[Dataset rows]
──────────────────────────────

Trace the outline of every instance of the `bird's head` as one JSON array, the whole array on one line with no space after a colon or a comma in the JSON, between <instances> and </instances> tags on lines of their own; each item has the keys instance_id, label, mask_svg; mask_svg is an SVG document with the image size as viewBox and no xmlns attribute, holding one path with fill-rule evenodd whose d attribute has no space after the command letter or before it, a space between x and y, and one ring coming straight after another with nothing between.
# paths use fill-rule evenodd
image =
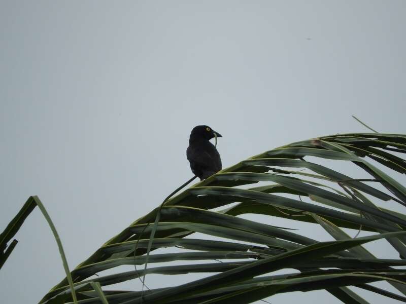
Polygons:
<instances>
[{"instance_id":1,"label":"bird's head","mask_svg":"<svg viewBox=\"0 0 406 304\"><path fill-rule=\"evenodd\" d=\"M209 126L196 126L192 130L189 141L191 142L195 139L202 139L209 140L216 136L217 137L222 137L221 134L213 130Z\"/></svg>"}]
</instances>

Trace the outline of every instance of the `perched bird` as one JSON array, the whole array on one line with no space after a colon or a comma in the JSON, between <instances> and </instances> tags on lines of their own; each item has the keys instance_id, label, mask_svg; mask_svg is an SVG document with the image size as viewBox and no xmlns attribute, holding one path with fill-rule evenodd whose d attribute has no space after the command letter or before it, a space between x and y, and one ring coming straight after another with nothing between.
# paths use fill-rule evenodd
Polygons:
<instances>
[{"instance_id":1,"label":"perched bird","mask_svg":"<svg viewBox=\"0 0 406 304\"><path fill-rule=\"evenodd\" d=\"M190 163L192 172L200 180L221 170L220 154L214 145L209 141L216 135L222 137L208 126L197 126L190 133L186 157Z\"/></svg>"}]
</instances>

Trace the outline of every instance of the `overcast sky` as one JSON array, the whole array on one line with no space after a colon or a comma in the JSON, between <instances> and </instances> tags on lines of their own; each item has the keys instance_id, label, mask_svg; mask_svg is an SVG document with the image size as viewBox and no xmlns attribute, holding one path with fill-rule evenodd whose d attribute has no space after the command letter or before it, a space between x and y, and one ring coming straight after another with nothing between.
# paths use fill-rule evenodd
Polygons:
<instances>
[{"instance_id":1,"label":"overcast sky","mask_svg":"<svg viewBox=\"0 0 406 304\"><path fill-rule=\"evenodd\" d=\"M405 16L404 0L0 0L0 230L38 195L73 268L192 176L197 125L223 135L224 167L367 132L351 115L404 134ZM38 301L64 276L57 248L38 209L16 237L2 300ZM298 299L340 302L268 300Z\"/></svg>"}]
</instances>

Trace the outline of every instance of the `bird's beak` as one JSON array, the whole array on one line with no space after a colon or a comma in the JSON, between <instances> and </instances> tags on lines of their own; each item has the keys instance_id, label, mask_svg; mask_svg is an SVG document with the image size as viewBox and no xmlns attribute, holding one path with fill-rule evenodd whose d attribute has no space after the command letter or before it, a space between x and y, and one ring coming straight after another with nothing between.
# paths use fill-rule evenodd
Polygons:
<instances>
[{"instance_id":1,"label":"bird's beak","mask_svg":"<svg viewBox=\"0 0 406 304\"><path fill-rule=\"evenodd\" d=\"M221 136L221 134L216 132L215 131L213 131L213 135L214 135L215 136L217 136L217 137L223 137L223 136Z\"/></svg>"}]
</instances>

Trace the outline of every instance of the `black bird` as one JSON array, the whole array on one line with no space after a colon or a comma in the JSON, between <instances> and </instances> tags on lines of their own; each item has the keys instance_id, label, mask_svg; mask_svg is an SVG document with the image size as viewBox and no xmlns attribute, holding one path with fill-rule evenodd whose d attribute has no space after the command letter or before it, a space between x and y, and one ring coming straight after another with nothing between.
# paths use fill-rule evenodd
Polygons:
<instances>
[{"instance_id":1,"label":"black bird","mask_svg":"<svg viewBox=\"0 0 406 304\"><path fill-rule=\"evenodd\" d=\"M190 163L190 168L200 180L221 170L221 159L214 145L209 140L219 133L208 126L197 126L193 128L189 139L186 157Z\"/></svg>"}]
</instances>

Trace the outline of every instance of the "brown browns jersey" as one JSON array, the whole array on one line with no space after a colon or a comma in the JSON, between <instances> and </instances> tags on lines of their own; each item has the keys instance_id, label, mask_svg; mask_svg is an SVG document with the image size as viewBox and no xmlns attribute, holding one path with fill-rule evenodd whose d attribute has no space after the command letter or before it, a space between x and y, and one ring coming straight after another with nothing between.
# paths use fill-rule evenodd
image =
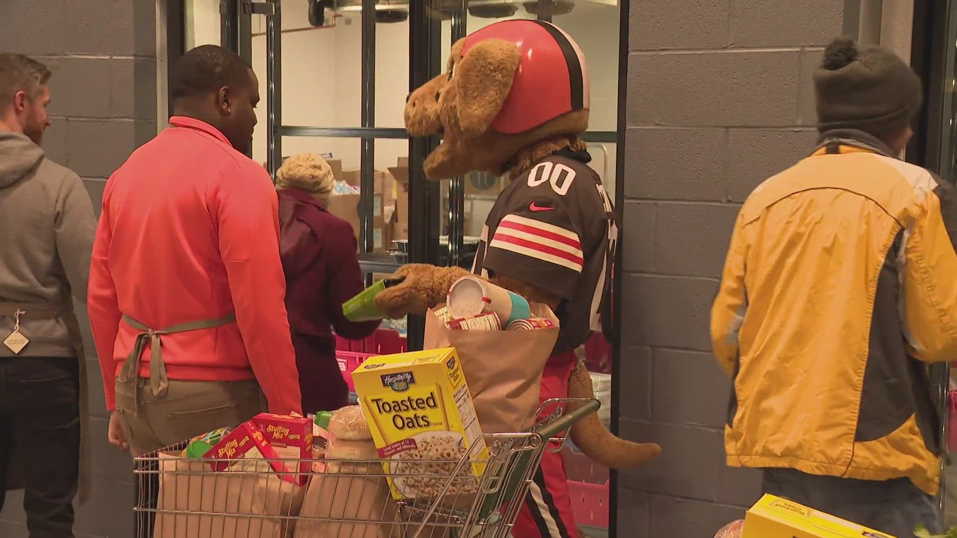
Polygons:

──────────────────────────────

REQUIRED WORK:
Which lines of the entries above contain the string "overcast"? Copy each of those lines in full, treating uppercase and lowercase as different.

WRITTEN RESPONSE:
Trace the outline of every instance of the `overcast sky` as one JSON array, the whole array on one line with no space after a colon or a comma in the JSON, between <instances> and </instances> tags on lines of their own; each item has the keys instance_id, label, mask_svg; mask_svg is an SVG document with the image size as viewBox and no xmlns attribute, holding one path with fill-rule evenodd whose d attribute has no space after the command letter or before it, a space between x and y, and one ring coming straight after another with nothing between.
[{"instance_id":1,"label":"overcast sky","mask_svg":"<svg viewBox=\"0 0 406 304\"><path fill-rule=\"evenodd\" d=\"M405 16L404 0L0 0L0 230L38 195L73 268L192 176L197 125L223 135L224 167L367 132L351 115L404 134ZM38 301L64 276L57 248L38 209L16 237L2 300ZM298 299L340 302L268 300Z\"/></svg>"}]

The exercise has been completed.